*WHAT TO WORK ON*: Rewrite the rows starting with the line containing "Can you find the person sitting" and continuing through the line containing "x=154, y=76", changing "sea water" to "ocean water" and leaving everything else unchanged.

*SUPPLIED MATERIAL*:
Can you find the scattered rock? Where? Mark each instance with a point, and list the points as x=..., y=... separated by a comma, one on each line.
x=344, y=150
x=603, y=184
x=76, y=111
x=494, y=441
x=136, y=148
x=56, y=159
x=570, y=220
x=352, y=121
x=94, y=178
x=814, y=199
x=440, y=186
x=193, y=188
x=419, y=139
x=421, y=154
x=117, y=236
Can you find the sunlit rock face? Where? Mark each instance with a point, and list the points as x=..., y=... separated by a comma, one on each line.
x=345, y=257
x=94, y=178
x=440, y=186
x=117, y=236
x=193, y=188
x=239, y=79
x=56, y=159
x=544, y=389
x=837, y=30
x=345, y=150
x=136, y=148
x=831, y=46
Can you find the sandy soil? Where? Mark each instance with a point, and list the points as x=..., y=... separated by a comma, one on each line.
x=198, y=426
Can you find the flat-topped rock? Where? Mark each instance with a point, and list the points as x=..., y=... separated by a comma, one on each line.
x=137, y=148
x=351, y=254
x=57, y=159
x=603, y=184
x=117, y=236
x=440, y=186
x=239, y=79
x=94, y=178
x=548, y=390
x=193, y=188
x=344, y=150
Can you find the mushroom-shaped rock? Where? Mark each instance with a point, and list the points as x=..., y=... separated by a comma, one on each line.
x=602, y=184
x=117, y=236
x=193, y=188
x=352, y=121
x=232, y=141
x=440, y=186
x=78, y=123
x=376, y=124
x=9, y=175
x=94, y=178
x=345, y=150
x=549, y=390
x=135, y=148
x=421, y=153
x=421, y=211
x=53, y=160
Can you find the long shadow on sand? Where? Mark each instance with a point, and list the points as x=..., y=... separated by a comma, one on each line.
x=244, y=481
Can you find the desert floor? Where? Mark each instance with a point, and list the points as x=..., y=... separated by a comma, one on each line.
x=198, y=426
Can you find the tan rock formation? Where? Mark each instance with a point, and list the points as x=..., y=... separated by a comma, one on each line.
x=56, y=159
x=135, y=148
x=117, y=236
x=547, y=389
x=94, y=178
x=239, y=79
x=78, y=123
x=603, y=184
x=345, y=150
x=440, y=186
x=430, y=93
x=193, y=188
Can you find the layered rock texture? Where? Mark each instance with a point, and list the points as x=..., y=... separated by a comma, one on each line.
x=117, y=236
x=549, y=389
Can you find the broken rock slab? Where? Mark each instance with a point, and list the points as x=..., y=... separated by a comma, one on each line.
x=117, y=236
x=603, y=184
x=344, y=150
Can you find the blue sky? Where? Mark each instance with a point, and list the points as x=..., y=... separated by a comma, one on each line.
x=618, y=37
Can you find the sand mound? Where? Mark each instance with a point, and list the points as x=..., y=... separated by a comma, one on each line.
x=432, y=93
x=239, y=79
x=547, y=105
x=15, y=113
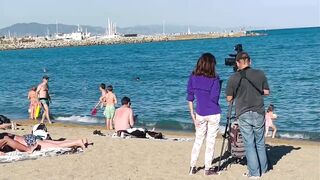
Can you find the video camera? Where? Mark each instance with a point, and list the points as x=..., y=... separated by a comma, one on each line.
x=231, y=61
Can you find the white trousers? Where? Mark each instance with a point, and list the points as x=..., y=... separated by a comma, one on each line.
x=209, y=127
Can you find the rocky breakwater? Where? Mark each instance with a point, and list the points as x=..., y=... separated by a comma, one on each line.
x=10, y=44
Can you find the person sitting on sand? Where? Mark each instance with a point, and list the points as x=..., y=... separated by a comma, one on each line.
x=110, y=100
x=270, y=116
x=123, y=118
x=33, y=98
x=6, y=123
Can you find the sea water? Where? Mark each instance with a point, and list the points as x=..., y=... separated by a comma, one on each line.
x=154, y=76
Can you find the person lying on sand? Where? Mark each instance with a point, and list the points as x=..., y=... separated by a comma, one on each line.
x=7, y=141
x=30, y=141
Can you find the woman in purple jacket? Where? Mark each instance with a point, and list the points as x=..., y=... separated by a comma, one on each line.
x=204, y=86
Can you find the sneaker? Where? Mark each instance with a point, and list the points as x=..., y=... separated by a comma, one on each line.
x=251, y=177
x=210, y=171
x=193, y=170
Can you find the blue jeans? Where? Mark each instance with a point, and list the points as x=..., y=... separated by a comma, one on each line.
x=252, y=127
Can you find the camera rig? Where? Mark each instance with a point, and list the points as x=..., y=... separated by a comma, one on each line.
x=231, y=60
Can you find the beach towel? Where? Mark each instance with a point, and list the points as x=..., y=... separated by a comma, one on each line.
x=20, y=156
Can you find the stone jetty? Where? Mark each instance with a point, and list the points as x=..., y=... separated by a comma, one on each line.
x=35, y=42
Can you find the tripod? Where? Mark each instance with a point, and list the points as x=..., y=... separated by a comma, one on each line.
x=226, y=132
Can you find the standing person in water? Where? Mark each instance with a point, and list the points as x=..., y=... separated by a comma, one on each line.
x=204, y=86
x=110, y=100
x=270, y=116
x=44, y=98
x=33, y=98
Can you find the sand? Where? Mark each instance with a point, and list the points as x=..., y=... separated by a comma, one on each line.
x=114, y=158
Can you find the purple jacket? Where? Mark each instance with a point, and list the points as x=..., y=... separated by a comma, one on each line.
x=207, y=92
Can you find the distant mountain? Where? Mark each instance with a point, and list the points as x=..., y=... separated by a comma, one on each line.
x=37, y=29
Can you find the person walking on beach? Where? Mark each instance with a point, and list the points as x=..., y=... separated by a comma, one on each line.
x=103, y=91
x=123, y=118
x=33, y=98
x=44, y=98
x=110, y=100
x=204, y=86
x=247, y=87
x=270, y=116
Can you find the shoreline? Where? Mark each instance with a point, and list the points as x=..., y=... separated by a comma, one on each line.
x=141, y=159
x=31, y=43
x=187, y=133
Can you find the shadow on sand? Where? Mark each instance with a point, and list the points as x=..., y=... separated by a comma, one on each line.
x=274, y=153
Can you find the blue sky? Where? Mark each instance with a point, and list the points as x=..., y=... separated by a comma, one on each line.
x=217, y=13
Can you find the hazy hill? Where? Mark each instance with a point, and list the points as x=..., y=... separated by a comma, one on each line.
x=34, y=29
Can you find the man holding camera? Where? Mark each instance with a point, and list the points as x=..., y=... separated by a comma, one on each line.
x=247, y=87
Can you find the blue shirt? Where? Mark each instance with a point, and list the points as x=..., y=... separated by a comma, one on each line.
x=206, y=91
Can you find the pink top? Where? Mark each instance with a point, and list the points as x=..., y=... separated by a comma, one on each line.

*FINAL RESULT*:
Can you find the person sitting on sand? Where? Mark each instance with a point, and list the points as x=..., y=... separated by a comma, one on each line.
x=110, y=100
x=270, y=116
x=123, y=118
x=33, y=98
x=6, y=123
Can you find the ocean water? Where? Mark each instance with a point, and list the points as x=..., y=... separated by a comma, one on each line.
x=154, y=76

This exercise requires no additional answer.